:: Task item ::
Please write each entry out again exactly as shown.

(Referring expression data)
Content starts

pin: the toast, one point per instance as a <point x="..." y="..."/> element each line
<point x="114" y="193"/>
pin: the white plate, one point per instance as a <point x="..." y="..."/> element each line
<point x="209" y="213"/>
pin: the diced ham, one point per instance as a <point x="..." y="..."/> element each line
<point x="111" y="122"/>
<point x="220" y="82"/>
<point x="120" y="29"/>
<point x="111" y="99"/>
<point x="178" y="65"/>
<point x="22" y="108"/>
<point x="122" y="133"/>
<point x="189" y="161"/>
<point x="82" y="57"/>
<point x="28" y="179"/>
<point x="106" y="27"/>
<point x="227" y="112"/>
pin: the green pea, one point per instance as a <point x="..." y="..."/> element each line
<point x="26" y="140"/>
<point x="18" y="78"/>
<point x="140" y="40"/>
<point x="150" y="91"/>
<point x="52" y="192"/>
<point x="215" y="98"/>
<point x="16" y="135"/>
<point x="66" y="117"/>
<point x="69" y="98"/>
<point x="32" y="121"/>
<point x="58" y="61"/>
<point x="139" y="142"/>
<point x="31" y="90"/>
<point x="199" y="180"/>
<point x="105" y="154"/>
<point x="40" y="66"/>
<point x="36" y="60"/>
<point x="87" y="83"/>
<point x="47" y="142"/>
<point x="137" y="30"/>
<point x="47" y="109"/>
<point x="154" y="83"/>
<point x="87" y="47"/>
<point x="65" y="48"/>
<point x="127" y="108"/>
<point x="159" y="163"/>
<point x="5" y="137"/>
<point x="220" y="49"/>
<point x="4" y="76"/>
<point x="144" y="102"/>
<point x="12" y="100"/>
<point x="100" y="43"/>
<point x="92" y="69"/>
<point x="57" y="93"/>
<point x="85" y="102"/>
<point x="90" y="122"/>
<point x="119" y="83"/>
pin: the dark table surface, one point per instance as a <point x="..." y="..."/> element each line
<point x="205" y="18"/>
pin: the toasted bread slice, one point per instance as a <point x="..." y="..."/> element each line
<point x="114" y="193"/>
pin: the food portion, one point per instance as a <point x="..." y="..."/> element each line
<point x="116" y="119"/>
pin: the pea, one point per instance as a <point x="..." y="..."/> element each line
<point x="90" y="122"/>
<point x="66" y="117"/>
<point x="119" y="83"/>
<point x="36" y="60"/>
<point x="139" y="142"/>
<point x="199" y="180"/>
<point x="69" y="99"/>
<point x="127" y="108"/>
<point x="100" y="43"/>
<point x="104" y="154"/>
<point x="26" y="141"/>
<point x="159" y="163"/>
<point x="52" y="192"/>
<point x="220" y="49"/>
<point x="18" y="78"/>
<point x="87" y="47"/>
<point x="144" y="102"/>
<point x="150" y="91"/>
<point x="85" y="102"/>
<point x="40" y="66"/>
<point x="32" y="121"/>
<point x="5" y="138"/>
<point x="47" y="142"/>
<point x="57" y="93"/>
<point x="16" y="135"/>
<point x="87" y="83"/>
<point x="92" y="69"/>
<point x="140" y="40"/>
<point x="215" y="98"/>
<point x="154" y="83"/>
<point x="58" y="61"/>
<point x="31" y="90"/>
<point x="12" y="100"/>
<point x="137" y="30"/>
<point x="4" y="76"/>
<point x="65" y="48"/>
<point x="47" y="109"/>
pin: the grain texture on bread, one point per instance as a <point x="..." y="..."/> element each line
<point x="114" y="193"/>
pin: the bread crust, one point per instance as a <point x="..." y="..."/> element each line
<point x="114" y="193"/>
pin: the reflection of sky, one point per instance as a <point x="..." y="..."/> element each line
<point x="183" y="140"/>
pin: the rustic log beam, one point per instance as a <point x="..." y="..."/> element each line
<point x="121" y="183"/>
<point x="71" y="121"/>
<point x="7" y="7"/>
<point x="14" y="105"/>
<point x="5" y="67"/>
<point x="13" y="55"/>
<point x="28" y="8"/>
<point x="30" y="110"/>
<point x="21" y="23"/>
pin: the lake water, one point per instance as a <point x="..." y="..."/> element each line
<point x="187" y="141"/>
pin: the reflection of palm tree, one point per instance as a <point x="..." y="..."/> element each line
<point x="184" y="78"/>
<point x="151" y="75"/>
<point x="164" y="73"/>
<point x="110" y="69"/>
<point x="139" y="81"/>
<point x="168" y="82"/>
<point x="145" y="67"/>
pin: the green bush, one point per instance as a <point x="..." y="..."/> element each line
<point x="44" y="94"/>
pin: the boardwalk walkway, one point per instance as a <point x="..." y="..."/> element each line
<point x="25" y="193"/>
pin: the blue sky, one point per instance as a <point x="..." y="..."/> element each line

Content ends

:: Reply to the task ::
pin: the toast, one point per instance as a <point x="..." y="..."/> element each line
<point x="114" y="193"/>
pin: the white plate, one point per instance as a <point x="..." y="..."/> element each line
<point x="209" y="213"/>
pin: the diced ham, one point per instance as a <point x="..." y="..."/> element each line
<point x="111" y="122"/>
<point x="220" y="82"/>
<point x="120" y="29"/>
<point x="111" y="99"/>
<point x="178" y="65"/>
<point x="22" y="108"/>
<point x="122" y="133"/>
<point x="189" y="161"/>
<point x="82" y="57"/>
<point x="28" y="179"/>
<point x="106" y="27"/>
<point x="227" y="112"/>
pin: the green pea, one point per instance as a <point x="..." y="..."/> element each line
<point x="26" y="140"/>
<point x="18" y="78"/>
<point x="140" y="40"/>
<point x="150" y="91"/>
<point x="52" y="192"/>
<point x="215" y="98"/>
<point x="16" y="135"/>
<point x="66" y="117"/>
<point x="69" y="98"/>
<point x="32" y="121"/>
<point x="58" y="61"/>
<point x="139" y="142"/>
<point x="31" y="90"/>
<point x="199" y="180"/>
<point x="105" y="154"/>
<point x="40" y="66"/>
<point x="36" y="60"/>
<point x="87" y="83"/>
<point x="47" y="142"/>
<point x="137" y="30"/>
<point x="47" y="109"/>
<point x="154" y="83"/>
<point x="87" y="47"/>
<point x="65" y="48"/>
<point x="127" y="108"/>
<point x="159" y="163"/>
<point x="5" y="137"/>
<point x="220" y="49"/>
<point x="4" y="76"/>
<point x="144" y="102"/>
<point x="12" y="100"/>
<point x="100" y="43"/>
<point x="92" y="69"/>
<point x="57" y="93"/>
<point x="85" y="102"/>
<point x="90" y="122"/>
<point x="119" y="83"/>
pin: the dark table surface, one point per instance as a <point x="..." y="..."/> element each line
<point x="205" y="18"/>
pin: the toasted bread slice, one point per instance as a <point x="..." y="..."/> element each line
<point x="114" y="193"/>
pin: the food portion, one point per instance as a <point x="..." y="..."/> element each line
<point x="116" y="119"/>
pin: the pea, one point per instance as a <point x="..." y="..."/> element each line
<point x="90" y="122"/>
<point x="66" y="117"/>
<point x="119" y="83"/>
<point x="36" y="60"/>
<point x="139" y="142"/>
<point x="199" y="180"/>
<point x="69" y="99"/>
<point x="127" y="108"/>
<point x="100" y="43"/>
<point x="104" y="154"/>
<point x="26" y="141"/>
<point x="159" y="163"/>
<point x="52" y="192"/>
<point x="220" y="49"/>
<point x="18" y="78"/>
<point x="87" y="47"/>
<point x="144" y="102"/>
<point x="150" y="91"/>
<point x="85" y="102"/>
<point x="40" y="66"/>
<point x="32" y="121"/>
<point x="5" y="138"/>
<point x="47" y="142"/>
<point x="57" y="93"/>
<point x="16" y="135"/>
<point x="87" y="83"/>
<point x="92" y="69"/>
<point x="140" y="40"/>
<point x="215" y="98"/>
<point x="154" y="83"/>
<point x="58" y="61"/>
<point x="31" y="90"/>
<point x="12" y="100"/>
<point x="137" y="30"/>
<point x="4" y="76"/>
<point x="65" y="48"/>
<point x="47" y="109"/>
pin: the grain texture on bread, one point per instance as a <point x="..." y="..."/> element each line
<point x="114" y="193"/>
pin: the bread crust, one point per instance as a <point x="..." y="..."/> element each line
<point x="114" y="193"/>
pin: the reflection of sky, one point per instance as a <point x="..." y="..."/> element each line
<point x="183" y="140"/>
pin: the rustic log beam, one point per instance as a <point x="..." y="..."/> element each line
<point x="121" y="183"/>
<point x="71" y="121"/>
<point x="7" y="7"/>
<point x="14" y="105"/>
<point x="5" y="67"/>
<point x="13" y="55"/>
<point x="28" y="8"/>
<point x="30" y="110"/>
<point x="21" y="23"/>
pin: the lake water, one point per instance as a <point x="..." y="..."/> element each line
<point x="187" y="141"/>
pin: the reflection of palm tree, one point per instance as a <point x="..." y="..."/> element each line
<point x="184" y="78"/>
<point x="151" y="75"/>
<point x="164" y="73"/>
<point x="110" y="69"/>
<point x="139" y="81"/>
<point x="168" y="82"/>
<point x="145" y="67"/>
pin: the green bush, one point per instance as a <point x="..." y="..."/> element each line
<point x="44" y="94"/>
pin: the boardwalk walkway, one point per instance as a <point x="..." y="..."/> element each line
<point x="25" y="193"/>
pin: the blue sky, one point per instance as a <point x="..." y="..."/> element each line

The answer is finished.